■ **Goal of the exercise**
Starting with the line that contains "Exercise. Locate the black" and going on through the line that contains "Exercise. Locate the green", both included, express the rows below as a JSON list of strings, one string per line, with blank lines left out.

■ **Data for this exercise**
::::::

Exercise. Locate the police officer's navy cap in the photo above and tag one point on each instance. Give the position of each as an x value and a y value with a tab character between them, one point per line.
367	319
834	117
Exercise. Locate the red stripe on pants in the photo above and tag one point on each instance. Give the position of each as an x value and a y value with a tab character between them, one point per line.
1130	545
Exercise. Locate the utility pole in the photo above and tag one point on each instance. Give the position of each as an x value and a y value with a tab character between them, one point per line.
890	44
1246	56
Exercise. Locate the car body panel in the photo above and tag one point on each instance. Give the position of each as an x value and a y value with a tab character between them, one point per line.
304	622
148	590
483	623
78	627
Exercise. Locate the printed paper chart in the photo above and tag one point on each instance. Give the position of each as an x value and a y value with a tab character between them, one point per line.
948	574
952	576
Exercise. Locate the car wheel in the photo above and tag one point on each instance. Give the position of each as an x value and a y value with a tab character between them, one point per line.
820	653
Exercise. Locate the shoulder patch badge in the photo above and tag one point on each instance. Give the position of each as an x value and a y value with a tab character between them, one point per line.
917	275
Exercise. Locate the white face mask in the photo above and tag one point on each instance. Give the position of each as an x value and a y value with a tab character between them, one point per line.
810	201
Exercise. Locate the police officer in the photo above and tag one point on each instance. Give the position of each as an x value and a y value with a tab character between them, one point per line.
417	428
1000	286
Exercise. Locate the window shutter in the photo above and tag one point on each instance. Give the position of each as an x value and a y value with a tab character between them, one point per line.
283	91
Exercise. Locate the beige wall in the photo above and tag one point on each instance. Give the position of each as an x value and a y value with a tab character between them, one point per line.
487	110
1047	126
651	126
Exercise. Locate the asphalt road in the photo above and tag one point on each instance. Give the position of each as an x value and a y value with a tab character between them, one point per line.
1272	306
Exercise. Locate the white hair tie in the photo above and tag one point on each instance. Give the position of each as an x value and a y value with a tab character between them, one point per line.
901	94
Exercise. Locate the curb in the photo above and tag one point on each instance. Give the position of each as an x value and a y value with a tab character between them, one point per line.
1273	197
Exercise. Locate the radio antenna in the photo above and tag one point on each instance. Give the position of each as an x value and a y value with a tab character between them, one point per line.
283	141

::::::

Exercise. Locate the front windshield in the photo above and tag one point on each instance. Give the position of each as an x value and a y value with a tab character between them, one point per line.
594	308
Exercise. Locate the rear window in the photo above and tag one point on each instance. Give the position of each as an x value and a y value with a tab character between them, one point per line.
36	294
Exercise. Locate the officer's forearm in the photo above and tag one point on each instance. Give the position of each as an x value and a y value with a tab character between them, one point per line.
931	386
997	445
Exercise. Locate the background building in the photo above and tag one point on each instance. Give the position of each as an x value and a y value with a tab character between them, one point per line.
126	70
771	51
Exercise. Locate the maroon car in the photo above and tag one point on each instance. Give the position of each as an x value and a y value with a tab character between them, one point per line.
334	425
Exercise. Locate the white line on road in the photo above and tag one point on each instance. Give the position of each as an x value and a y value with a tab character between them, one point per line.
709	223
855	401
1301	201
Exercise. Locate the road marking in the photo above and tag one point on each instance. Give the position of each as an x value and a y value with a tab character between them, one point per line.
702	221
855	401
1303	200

::::::

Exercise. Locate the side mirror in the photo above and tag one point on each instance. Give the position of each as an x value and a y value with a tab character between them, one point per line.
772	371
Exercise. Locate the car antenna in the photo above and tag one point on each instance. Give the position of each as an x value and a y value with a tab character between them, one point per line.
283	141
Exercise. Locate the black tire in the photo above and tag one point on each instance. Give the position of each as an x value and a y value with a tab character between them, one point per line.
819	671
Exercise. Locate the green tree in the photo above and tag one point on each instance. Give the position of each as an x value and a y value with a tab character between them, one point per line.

::::::

■ **Right answer**
[
  "Exercise. Locate the black tire in the photo above and tag one point on each instance. Give the position of each as an x value and a y value with a tab character between them, one point per line.",
  "819\t671",
  "Exercise. Locate the green tree in the photo above and tag one point on each instance. Give the position of each as an x value and a y value with a tab character between them, one point per line."
]